TASK DIRECTIONS: Reproduce each of the following entries verbatim, omitting the pictures from your answer.

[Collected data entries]
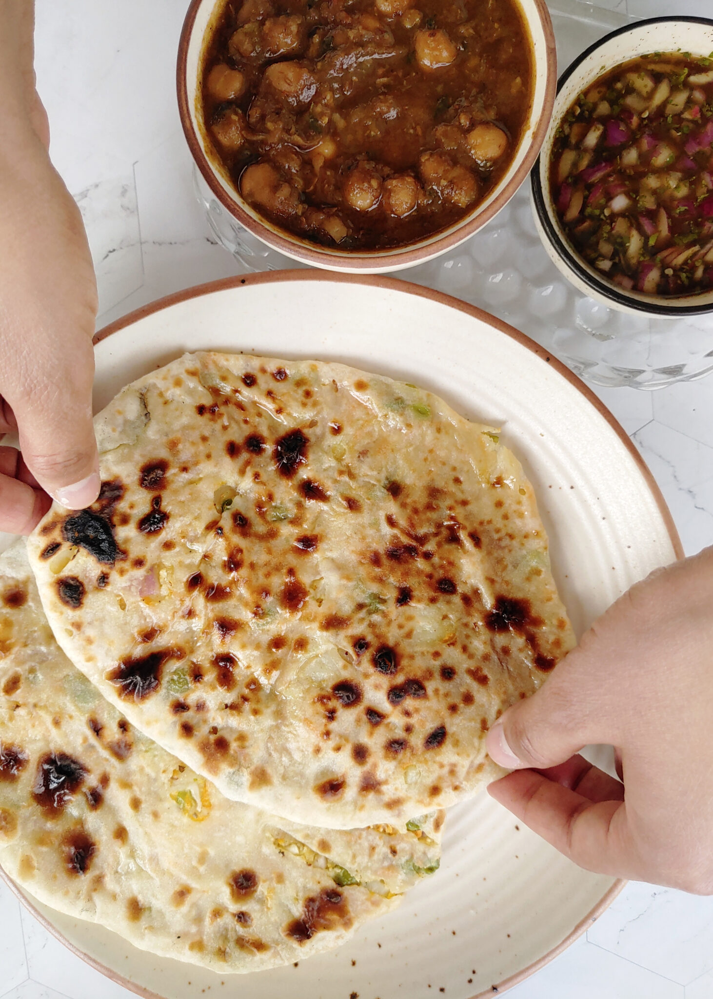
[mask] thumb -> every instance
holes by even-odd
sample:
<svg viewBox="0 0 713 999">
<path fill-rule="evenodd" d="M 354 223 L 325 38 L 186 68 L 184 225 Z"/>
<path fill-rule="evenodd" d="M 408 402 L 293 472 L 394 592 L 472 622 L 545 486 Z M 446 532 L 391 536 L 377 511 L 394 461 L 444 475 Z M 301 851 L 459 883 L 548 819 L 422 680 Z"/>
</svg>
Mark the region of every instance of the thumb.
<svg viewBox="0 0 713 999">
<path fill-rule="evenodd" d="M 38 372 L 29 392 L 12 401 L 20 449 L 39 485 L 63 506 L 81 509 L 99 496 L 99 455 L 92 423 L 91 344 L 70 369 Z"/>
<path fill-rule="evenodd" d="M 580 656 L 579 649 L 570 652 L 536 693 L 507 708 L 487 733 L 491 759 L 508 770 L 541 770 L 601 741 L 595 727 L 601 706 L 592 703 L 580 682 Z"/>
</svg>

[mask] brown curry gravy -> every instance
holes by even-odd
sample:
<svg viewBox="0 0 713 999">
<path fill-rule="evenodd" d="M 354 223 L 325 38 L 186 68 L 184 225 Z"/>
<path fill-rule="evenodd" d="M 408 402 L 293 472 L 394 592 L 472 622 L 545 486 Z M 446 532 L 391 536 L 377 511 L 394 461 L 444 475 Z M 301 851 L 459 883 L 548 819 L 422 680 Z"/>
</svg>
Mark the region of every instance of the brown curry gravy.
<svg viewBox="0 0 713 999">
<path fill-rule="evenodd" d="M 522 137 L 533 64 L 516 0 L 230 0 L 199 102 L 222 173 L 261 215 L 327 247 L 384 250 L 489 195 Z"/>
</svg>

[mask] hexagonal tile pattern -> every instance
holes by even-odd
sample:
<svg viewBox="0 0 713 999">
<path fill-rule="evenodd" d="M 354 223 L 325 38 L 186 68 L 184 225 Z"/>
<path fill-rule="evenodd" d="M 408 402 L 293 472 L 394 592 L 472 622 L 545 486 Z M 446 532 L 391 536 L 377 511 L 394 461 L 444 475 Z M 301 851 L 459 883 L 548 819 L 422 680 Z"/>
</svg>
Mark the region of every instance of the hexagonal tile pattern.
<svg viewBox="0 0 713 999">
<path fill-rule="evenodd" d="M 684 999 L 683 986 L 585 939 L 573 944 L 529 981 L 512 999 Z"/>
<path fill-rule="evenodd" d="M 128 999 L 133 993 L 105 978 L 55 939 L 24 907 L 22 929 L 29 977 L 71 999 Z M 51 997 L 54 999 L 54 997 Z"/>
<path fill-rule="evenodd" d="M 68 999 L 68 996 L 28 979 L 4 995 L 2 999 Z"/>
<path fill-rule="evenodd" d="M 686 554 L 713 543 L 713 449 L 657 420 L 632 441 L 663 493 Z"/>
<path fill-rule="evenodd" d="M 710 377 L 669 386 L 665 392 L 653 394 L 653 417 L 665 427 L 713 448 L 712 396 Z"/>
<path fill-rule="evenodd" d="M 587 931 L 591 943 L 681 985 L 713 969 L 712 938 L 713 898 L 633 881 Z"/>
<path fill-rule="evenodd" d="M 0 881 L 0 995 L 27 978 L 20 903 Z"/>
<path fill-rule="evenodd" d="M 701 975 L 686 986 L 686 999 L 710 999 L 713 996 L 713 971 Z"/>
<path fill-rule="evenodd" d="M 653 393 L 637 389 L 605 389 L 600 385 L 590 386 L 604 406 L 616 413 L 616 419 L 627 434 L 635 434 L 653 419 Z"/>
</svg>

CORRECT RESPONSE:
[mask] thumb -> every instance
holes by even-odd
sample:
<svg viewBox="0 0 713 999">
<path fill-rule="evenodd" d="M 354 223 L 325 38 L 186 68 L 184 225 Z"/>
<path fill-rule="evenodd" d="M 408 402 L 293 472 L 394 592 L 472 622 L 545 486 Z M 446 532 L 391 536 L 377 511 L 394 461 L 444 475 Z M 301 851 L 459 883 L 548 819 L 422 680 Z"/>
</svg>
Mark the region of every instance of the thumb.
<svg viewBox="0 0 713 999">
<path fill-rule="evenodd" d="M 38 372 L 29 392 L 12 401 L 20 449 L 39 485 L 63 506 L 81 509 L 99 496 L 99 455 L 92 423 L 91 344 L 70 369 Z"/>
<path fill-rule="evenodd" d="M 580 656 L 579 649 L 570 652 L 536 693 L 507 708 L 487 733 L 491 759 L 508 770 L 541 770 L 601 741 L 595 727 L 601 706 L 592 703 L 580 682 Z"/>
</svg>

[mask] brown curry gravy -> every instance
holes by even-odd
sample:
<svg viewBox="0 0 713 999">
<path fill-rule="evenodd" d="M 354 223 L 325 38 L 186 68 L 184 225 Z"/>
<path fill-rule="evenodd" d="M 408 402 L 293 472 L 394 592 L 472 622 L 545 486 Z M 446 532 L 391 536 L 377 511 L 394 461 L 444 475 Z M 301 851 L 459 883 L 548 819 L 422 680 Z"/>
</svg>
Mark the region of every instance of the brown curry gravy.
<svg viewBox="0 0 713 999">
<path fill-rule="evenodd" d="M 522 137 L 533 64 L 516 0 L 230 0 L 199 102 L 222 173 L 261 215 L 327 247 L 384 250 L 489 195 Z"/>
</svg>

[mask] hexagonal tile pattern -> every instance
holes by even-odd
sample:
<svg viewBox="0 0 713 999">
<path fill-rule="evenodd" d="M 354 223 L 325 38 L 186 68 L 184 225 Z"/>
<path fill-rule="evenodd" d="M 408 402 L 293 472 L 394 592 L 472 622 L 545 486 Z M 446 532 L 391 536 L 377 511 L 394 461 L 444 475 Z M 301 851 L 459 883 L 548 819 L 422 680 Z"/>
</svg>
Mark the region of every instance of the hexagonal tile pattern.
<svg viewBox="0 0 713 999">
<path fill-rule="evenodd" d="M 684 999 L 683 986 L 585 939 L 573 944 L 529 981 L 512 999 Z"/>
<path fill-rule="evenodd" d="M 128 999 L 133 993 L 105 978 L 55 939 L 24 907 L 22 929 L 29 977 L 71 999 Z M 51 997 L 54 999 L 54 997 Z"/>
<path fill-rule="evenodd" d="M 68 999 L 68 996 L 28 979 L 4 995 L 2 999 Z"/>
<path fill-rule="evenodd" d="M 686 554 L 713 543 L 713 449 L 657 420 L 632 441 L 663 493 Z"/>
<path fill-rule="evenodd" d="M 710 377 L 669 386 L 665 392 L 653 394 L 653 417 L 665 427 L 713 448 L 712 396 Z"/>
<path fill-rule="evenodd" d="M 587 931 L 591 943 L 681 985 L 713 969 L 712 938 L 713 898 L 633 881 Z"/>
<path fill-rule="evenodd" d="M 0 881 L 0 995 L 27 978 L 20 903 Z"/>
<path fill-rule="evenodd" d="M 701 975 L 686 986 L 686 999 L 710 999 L 713 996 L 713 971 Z"/>
<path fill-rule="evenodd" d="M 653 393 L 637 389 L 605 389 L 600 385 L 590 386 L 604 406 L 616 413 L 616 419 L 627 434 L 635 434 L 653 419 Z"/>
</svg>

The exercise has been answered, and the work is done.